**Given information:**
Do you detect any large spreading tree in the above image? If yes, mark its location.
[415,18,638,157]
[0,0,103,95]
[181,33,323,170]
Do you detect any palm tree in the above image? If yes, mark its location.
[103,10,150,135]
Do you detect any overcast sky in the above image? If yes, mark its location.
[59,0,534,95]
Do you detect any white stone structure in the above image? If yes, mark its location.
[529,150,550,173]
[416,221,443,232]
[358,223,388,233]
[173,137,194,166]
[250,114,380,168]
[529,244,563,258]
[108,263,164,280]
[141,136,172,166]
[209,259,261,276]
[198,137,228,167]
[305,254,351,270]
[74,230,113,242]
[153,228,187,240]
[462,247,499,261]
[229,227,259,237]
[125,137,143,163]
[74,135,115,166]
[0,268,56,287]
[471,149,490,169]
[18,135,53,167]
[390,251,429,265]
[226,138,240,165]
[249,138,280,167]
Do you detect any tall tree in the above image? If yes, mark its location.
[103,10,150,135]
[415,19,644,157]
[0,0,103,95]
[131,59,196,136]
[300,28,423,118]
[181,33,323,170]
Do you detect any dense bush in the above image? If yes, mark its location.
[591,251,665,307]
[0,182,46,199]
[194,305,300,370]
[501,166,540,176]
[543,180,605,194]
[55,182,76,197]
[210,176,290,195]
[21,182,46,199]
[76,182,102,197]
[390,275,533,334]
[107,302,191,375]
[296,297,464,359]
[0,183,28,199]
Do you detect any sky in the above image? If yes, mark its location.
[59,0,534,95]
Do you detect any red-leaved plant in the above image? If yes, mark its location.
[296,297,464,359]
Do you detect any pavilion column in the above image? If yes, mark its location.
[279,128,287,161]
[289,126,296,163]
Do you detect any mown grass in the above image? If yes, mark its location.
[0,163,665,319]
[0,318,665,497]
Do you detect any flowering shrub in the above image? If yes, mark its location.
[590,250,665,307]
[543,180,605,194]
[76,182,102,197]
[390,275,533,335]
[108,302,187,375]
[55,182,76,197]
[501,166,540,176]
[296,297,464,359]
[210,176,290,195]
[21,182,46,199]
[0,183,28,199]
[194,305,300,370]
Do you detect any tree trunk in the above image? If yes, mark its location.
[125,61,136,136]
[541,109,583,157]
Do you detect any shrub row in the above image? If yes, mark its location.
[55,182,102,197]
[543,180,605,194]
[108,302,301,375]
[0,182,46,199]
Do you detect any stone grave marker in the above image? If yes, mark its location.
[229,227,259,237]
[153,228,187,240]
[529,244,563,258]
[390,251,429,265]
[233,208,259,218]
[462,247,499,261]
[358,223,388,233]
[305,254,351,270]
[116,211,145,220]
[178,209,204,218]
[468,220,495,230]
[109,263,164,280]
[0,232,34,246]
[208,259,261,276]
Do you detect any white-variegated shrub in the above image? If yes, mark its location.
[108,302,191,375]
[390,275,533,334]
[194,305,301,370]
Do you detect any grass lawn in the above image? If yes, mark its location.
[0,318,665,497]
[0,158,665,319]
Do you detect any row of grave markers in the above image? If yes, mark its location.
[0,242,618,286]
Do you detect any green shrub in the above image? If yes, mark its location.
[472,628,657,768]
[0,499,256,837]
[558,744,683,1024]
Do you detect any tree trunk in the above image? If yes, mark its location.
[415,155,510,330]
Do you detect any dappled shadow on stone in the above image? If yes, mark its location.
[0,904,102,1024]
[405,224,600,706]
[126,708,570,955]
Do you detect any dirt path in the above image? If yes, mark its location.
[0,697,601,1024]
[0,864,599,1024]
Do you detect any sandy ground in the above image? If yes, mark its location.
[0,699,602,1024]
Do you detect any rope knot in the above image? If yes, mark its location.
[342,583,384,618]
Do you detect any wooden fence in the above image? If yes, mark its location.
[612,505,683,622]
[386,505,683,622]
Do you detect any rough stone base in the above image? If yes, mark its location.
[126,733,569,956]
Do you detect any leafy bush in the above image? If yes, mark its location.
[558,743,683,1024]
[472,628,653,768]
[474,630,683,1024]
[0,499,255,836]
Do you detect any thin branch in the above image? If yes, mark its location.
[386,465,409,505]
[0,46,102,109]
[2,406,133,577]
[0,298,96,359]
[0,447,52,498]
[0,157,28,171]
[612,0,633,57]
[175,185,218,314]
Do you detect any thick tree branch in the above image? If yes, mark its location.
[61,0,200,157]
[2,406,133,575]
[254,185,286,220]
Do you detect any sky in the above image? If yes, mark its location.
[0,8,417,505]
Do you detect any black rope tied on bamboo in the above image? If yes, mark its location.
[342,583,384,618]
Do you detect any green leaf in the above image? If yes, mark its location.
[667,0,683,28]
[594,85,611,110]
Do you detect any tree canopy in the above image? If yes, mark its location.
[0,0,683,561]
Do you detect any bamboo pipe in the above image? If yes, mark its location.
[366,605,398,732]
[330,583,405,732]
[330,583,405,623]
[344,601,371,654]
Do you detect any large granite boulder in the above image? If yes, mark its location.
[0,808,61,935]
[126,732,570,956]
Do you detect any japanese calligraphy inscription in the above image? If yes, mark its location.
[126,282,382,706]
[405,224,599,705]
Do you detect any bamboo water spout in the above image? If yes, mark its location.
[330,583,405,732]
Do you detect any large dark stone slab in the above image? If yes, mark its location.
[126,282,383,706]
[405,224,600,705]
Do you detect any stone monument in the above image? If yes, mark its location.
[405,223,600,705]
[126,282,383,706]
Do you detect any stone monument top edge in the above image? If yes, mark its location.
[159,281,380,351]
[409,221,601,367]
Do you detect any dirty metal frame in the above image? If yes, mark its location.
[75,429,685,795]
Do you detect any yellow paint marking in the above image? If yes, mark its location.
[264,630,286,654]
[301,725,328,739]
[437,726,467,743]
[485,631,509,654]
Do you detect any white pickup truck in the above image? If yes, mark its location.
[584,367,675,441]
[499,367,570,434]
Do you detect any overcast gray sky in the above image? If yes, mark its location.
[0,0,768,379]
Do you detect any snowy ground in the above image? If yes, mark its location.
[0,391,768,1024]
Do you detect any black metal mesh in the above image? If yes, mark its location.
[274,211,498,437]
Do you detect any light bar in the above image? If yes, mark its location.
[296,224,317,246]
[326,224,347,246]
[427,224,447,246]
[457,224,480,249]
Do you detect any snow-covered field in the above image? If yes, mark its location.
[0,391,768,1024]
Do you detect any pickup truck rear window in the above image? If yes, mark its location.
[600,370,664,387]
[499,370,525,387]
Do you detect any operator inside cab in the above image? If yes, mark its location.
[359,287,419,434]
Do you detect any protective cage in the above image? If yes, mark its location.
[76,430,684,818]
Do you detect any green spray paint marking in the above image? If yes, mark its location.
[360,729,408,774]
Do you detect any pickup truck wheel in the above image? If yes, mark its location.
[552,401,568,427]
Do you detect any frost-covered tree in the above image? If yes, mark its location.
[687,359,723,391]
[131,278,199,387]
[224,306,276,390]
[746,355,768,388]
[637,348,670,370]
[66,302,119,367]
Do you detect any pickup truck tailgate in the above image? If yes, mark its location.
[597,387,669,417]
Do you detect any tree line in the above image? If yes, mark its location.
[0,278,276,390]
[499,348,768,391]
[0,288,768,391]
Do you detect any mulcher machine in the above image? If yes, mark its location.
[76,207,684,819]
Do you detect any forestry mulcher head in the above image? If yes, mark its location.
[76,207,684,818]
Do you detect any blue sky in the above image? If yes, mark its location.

**Task brief:** Please copy out every line of the entries above that contains the string "metal". Only matches with the same capitalization count.

**Answer in full:**
Do you detect any dirty metal frame in the above image? If yes, mark its location.
Do you detect any black metal mesh in the above image? If yes, mark its location.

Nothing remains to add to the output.